> _DIRECTIONS FOR THIS TASK_
Rewrite the listing below as a Markdown table with the columns "Row" and "Listing line." Give each nonblank line its own row, numbered in order, and skip blank lines.

# start of DATASET RECORDS

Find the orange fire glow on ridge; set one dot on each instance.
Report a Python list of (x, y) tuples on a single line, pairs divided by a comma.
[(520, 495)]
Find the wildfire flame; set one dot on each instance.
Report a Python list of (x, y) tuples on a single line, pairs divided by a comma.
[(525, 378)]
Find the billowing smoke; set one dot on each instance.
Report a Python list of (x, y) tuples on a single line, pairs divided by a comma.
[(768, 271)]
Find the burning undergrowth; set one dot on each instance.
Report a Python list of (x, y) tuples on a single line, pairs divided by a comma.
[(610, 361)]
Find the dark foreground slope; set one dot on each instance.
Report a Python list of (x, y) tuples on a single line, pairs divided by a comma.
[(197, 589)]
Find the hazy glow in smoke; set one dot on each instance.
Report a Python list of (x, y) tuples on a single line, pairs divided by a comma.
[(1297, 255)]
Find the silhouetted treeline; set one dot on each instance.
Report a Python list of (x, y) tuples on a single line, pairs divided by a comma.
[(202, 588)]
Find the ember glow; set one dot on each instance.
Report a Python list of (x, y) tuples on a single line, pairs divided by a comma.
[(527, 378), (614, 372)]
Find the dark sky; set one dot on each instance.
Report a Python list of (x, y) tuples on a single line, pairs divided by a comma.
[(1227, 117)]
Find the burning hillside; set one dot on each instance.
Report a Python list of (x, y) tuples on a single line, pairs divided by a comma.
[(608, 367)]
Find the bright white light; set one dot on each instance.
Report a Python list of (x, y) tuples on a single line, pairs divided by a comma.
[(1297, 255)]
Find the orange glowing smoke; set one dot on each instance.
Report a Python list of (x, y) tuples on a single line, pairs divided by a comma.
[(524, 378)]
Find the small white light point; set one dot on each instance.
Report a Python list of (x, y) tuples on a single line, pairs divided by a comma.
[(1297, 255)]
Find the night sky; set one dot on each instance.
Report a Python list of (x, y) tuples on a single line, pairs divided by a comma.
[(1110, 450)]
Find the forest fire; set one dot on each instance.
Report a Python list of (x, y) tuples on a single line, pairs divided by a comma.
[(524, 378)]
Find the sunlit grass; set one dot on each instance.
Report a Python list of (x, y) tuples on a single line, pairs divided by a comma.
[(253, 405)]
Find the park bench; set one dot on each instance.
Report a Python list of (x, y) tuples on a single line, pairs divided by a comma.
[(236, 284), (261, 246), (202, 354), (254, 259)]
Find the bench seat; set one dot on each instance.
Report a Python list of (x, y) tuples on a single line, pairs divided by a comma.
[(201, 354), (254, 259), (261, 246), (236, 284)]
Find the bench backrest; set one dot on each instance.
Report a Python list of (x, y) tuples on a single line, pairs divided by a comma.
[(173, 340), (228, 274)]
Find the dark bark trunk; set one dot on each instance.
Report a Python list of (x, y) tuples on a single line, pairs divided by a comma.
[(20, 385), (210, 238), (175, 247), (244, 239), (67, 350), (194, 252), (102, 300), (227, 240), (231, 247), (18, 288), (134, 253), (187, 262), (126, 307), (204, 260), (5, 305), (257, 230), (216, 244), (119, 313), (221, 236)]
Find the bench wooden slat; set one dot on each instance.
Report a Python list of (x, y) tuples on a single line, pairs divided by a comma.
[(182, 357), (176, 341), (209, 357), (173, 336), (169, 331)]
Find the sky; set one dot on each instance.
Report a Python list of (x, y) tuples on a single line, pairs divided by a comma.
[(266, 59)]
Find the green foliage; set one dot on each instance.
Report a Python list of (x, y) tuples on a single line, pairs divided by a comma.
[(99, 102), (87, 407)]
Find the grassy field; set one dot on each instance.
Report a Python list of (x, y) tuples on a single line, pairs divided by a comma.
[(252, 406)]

# end of DATASET RECORDS

> _WRITTEN REPLY_
| Row | Listing line |
|---|---|
| 1 | Find the orange fire glow on ridge; set one dot on each instance. |
| 2 | Report a Python list of (x, y) tuples on a single line, pairs divided by a comma. |
| 3 | [(520, 495)] |
| 4 | Find the wildfire flame; set one dot on each instance. |
| 5 | Report a Python list of (x, y) tuples on a single line, pairs divided by a comma. |
| 6 | [(525, 378)] |
| 7 | Find the billowing smoke; set one dot on each instance. |
| 8 | Report a Python list of (x, y) tuples on a single line, pairs divided by a comma. |
| 9 | [(768, 271)] |
| 10 | Find the burning undergrowth; set one dot on each instance. |
| 11 | Report a Python list of (x, y) tuples on a single line, pairs divided by a comma. |
| 12 | [(610, 361)] |
| 13 | Find the dark foreground slope; set one dot on each instance. |
| 14 | Report a Python list of (x, y) tuples on a single line, pairs divided by a comma. |
| 15 | [(197, 589)] |
| 16 | Find the hazy glow in smoke; set one dot on each instance. |
| 17 | Report a Python list of (x, y) tuples on a single line, pairs divided by a comma. |
| 18 | [(1297, 255)] |
| 19 | Find the silhouetted treeline; set one dot on each instance. |
| 20 | Report a Python list of (x, y) tuples on a single line, pairs divided by a comma. |
| 21 | [(202, 588)] |
| 22 | Find the ember glow; set one dot on each instance. |
| 23 | Report a Python list of (x, y) tuples on a single line, pairs divided by a comma. |
| 24 | [(527, 378), (614, 372)] |
| 25 | Find the dark sky; set one dot on each instance. |
| 26 | Report a Python list of (x, y) tuples on a single line, pairs divided by a comma. |
| 27 | [(1227, 117)] |
| 28 | Find the burning hillside; set one dot on each instance. |
| 29 | Report a Python list of (x, y) tuples on a single line, pairs divided by a comma. |
| 30 | [(608, 367)] |
| 31 | Find the bright white light; set one dot on each instance. |
| 32 | Report a Python list of (x, y) tuples on a single line, pairs divided by a comma. |
| 33 | [(1297, 255)] |
| 34 | Find the orange glowing smoke; set one dot on each instance. |
| 35 | Report a Python list of (x, y) tuples on a single line, pairs divided by a comma. |
| 36 | [(524, 378)] |
| 37 | Find the small white light point; set one dot on each instance. |
| 38 | Report a Python list of (x, y) tuples on a single line, pairs divided by a comma. |
| 39 | [(1297, 255)] |
| 40 | Find the night sky; set one dot on each instance. |
| 41 | Report a Python list of (x, y) tuples on a single line, pairs divided by a comma. |
| 42 | [(1110, 450)] |
| 43 | Find the forest fire; set one dot on each instance. |
| 44 | Report a Python list of (x, y) tuples on a single line, pairs divided by a comma. |
| 45 | [(524, 378)] |
| 46 | Find the sunlit grass; set one dot on each instance. |
| 47 | Report a Python list of (x, y) tuples on a single line, pairs divided by a comma. |
| 48 | [(253, 405)] |
| 49 | Find the park bench; set one dot on each instance. |
| 50 | Report a Python list of (x, y) tuples on a single line, pairs divided by a comma. |
| 51 | [(236, 284), (261, 246), (202, 354), (254, 259)] |
| 52 | Find the bench seat; set one dot on each instance. |
| 53 | Report a Python list of (x, y) tuples on a single line, pairs divided by a comma. |
| 54 | [(201, 354), (254, 259), (261, 246), (236, 284)] |
| 55 | Find the bench backrest; set one dot on each instance. |
| 56 | Report a Python list of (x, y) tuples on a single line, pairs divided by a comma. |
| 57 | [(173, 340), (228, 274)] |
| 58 | Find the dark bark trunk; set one dot on each instance. |
| 59 | Report a Python list of (x, y) tuples on a single line, pairs divided by a comma. |
| 60 | [(20, 385), (210, 238), (175, 247), (244, 239), (67, 350), (194, 252), (102, 300), (227, 240), (231, 247), (18, 288), (134, 253), (187, 262), (126, 307), (204, 260), (5, 305), (257, 230), (216, 244), (119, 313), (221, 236)] |
| 61 | Find the bench wooden slat; set one dot on each instance. |
| 62 | Report a Python list of (x, y) tuples on a single line, pairs divided by a comma. |
| 63 | [(182, 357), (176, 341), (209, 357), (173, 336), (169, 331)] |
| 64 | Find the sky; set one dot on each instance. |
| 65 | Report a Python list of (x, y) tuples on a single line, pairs divided by a comma. |
| 66 | [(266, 59)] |
| 67 | Find the green foliage; set one dot on each instance. |
| 68 | Report a Python list of (x, y) tuples on a single line, pairs divided by a comma. |
| 69 | [(99, 102), (87, 407)] |
| 70 | Find the grassy field; set one dot on each instance. |
| 71 | Report a Python list of (x, y) tuples on a single line, pairs divided by a comma. |
| 72 | [(252, 406)] |